In the news passage below, what did the United States and its allies disclose on Friday?

■ **GIVEN PASSAGE**
.....
The administration can point to successes: it has marshaled worldwide support for the campaign to pressure North Korea to give up its nuclear weapons. And it has put relations with Russia on a firmer footing, with a decision to revamp a missile-defense system that may have paid extra dividends in helping to win Russian support for tougher sanctions against Tehran.
Those bright spots, however, come amid a host of troubling developments, the latest of which was the disclosure by the United States and its allies on Friday that Iran was operating another clandestine nuclear facility.
That revelation came days after the White House’s midcourse correction in its push for peace talks in the Middle East, and the leaked, ominous warnings of Gen. Stanley A. McChrystal, the American commander in Afghanistan, about the direction of the war there.
“This is not easy,” Mr. Obama said Friday, after an economic summit meeting in Pittsburgh. Speaking of Afghanistan, he said: “I would expect that the public would ask some very tough questions. That’s exactly what I’m doing, is asking some very tough questions. And we’re not going to arrive at perfect answers.”
.....
■ **PROVIDED INFORMATION**
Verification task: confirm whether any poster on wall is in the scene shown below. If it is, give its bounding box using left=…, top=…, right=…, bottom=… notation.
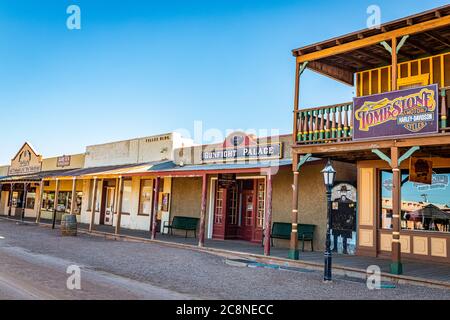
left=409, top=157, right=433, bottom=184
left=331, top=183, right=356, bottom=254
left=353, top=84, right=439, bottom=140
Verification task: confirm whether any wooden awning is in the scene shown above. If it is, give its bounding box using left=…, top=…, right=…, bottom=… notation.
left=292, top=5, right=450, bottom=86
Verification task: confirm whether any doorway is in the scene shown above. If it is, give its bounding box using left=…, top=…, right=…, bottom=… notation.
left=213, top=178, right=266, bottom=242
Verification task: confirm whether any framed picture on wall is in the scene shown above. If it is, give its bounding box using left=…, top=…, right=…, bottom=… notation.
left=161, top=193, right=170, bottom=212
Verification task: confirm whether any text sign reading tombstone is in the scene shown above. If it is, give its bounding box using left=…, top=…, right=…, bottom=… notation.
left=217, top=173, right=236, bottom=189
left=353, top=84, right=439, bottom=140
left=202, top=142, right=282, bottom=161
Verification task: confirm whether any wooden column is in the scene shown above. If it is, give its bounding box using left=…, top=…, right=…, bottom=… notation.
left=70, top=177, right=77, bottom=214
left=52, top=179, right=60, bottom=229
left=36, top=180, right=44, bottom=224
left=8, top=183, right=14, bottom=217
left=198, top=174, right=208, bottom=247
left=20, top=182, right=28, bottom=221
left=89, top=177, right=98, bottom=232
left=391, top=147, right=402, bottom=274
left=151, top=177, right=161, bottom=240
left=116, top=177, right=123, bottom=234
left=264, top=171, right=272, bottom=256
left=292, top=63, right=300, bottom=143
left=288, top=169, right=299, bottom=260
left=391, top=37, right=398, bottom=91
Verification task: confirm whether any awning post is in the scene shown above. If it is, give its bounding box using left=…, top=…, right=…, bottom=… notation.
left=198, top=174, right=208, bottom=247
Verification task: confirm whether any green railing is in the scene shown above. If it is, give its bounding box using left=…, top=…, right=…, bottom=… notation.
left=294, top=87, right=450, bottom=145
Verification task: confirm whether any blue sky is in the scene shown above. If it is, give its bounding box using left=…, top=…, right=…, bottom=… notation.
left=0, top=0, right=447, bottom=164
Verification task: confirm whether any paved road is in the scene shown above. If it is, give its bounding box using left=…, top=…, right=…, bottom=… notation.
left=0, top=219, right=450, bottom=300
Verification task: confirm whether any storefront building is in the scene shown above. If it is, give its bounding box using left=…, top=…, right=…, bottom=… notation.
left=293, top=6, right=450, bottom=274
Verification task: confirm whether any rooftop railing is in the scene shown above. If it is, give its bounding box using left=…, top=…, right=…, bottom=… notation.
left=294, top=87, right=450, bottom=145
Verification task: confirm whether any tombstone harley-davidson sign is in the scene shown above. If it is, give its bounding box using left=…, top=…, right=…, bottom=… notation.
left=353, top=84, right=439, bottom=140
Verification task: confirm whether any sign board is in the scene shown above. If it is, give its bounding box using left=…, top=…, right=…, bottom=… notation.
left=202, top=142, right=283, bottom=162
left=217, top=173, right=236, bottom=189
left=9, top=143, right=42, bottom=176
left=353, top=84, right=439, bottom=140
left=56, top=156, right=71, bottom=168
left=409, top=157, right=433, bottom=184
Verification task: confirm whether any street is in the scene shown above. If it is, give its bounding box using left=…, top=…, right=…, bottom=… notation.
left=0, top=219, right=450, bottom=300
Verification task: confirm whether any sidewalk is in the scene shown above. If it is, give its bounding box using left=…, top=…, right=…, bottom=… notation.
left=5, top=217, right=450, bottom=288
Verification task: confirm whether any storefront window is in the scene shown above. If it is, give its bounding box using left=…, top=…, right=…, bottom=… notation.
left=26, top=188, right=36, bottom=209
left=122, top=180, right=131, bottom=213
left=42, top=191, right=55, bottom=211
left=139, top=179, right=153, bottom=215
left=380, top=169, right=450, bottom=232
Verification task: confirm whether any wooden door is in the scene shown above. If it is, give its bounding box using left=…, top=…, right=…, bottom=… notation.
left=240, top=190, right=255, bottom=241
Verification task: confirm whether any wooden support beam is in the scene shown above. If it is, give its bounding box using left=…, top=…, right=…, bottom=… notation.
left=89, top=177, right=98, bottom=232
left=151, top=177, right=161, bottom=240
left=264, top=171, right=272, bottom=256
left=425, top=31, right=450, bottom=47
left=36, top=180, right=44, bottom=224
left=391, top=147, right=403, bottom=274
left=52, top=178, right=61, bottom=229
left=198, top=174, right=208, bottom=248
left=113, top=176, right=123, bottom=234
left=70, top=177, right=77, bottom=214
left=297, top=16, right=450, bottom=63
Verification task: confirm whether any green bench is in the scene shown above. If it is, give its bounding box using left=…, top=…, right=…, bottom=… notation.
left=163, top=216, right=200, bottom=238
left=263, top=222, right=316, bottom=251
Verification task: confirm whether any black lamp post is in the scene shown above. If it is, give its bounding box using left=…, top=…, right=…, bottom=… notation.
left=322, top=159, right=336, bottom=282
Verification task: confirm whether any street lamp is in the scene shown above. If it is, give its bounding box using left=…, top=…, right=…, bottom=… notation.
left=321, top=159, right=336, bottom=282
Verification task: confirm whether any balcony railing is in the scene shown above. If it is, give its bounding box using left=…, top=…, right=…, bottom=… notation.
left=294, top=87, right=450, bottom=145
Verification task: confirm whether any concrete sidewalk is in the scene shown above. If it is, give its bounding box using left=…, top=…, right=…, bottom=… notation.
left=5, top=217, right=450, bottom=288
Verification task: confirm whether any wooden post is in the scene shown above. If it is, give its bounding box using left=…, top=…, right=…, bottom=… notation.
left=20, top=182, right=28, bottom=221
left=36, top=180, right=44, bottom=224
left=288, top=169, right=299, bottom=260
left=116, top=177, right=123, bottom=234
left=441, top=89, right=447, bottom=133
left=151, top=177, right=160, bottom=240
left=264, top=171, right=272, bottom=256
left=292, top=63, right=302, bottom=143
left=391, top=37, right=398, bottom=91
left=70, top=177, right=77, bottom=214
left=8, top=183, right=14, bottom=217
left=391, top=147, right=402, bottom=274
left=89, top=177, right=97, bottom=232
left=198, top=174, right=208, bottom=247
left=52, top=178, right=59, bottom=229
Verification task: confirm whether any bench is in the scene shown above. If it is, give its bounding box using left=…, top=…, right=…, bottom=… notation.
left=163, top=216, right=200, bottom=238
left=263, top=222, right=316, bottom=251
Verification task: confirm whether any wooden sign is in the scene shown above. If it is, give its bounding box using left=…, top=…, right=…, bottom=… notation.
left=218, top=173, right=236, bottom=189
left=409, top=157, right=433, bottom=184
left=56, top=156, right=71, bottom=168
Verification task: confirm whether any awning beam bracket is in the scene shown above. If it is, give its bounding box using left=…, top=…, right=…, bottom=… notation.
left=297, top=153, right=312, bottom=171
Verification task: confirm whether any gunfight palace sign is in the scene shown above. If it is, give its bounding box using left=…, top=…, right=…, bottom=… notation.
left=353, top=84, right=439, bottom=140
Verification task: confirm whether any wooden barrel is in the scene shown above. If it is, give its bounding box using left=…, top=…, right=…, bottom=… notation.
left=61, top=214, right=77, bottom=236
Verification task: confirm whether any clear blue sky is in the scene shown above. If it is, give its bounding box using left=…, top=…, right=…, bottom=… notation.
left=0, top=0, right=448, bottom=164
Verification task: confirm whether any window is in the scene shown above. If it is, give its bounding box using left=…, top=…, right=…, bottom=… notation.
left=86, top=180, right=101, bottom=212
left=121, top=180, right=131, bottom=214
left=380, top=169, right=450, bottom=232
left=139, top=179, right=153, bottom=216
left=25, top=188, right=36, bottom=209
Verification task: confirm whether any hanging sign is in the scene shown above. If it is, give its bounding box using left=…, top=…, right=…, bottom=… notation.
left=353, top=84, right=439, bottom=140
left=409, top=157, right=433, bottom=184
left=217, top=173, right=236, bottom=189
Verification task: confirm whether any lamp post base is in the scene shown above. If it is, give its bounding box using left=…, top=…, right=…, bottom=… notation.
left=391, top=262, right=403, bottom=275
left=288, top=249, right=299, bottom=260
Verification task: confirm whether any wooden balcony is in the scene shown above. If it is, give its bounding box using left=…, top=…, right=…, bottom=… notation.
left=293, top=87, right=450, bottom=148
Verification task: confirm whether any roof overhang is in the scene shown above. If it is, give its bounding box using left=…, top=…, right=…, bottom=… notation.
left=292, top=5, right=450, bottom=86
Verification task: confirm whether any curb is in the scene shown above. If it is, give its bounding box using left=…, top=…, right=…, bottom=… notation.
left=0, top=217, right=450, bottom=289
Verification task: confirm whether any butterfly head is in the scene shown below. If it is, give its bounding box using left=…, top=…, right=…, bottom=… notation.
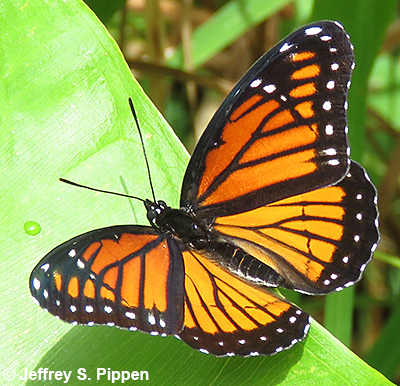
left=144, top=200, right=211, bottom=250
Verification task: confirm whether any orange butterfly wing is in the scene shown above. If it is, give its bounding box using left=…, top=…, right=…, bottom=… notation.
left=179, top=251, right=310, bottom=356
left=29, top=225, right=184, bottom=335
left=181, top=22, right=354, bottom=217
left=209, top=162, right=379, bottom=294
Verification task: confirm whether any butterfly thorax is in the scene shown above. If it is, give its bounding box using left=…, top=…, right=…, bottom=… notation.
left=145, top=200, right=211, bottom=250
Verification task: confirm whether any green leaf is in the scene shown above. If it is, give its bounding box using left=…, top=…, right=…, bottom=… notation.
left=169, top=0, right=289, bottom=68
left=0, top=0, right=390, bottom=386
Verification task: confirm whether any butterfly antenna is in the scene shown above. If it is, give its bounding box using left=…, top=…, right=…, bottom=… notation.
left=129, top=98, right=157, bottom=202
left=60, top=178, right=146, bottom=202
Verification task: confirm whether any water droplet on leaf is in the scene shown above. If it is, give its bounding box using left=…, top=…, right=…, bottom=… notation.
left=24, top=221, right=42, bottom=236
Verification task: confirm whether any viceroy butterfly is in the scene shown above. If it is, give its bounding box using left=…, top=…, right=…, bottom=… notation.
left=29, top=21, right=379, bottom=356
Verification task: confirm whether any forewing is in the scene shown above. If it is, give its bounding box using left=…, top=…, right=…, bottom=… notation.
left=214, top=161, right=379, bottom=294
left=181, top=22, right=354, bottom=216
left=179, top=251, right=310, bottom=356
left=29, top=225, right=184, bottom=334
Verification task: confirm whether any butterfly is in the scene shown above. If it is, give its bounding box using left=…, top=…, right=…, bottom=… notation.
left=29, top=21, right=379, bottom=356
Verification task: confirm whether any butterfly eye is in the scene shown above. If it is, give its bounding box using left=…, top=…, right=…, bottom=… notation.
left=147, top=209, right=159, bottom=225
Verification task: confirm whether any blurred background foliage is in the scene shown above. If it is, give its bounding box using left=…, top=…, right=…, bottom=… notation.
.....
■ **ANSWER TO THIS TASK**
They disclosed that Iran was operating another clandestine nuclear facility.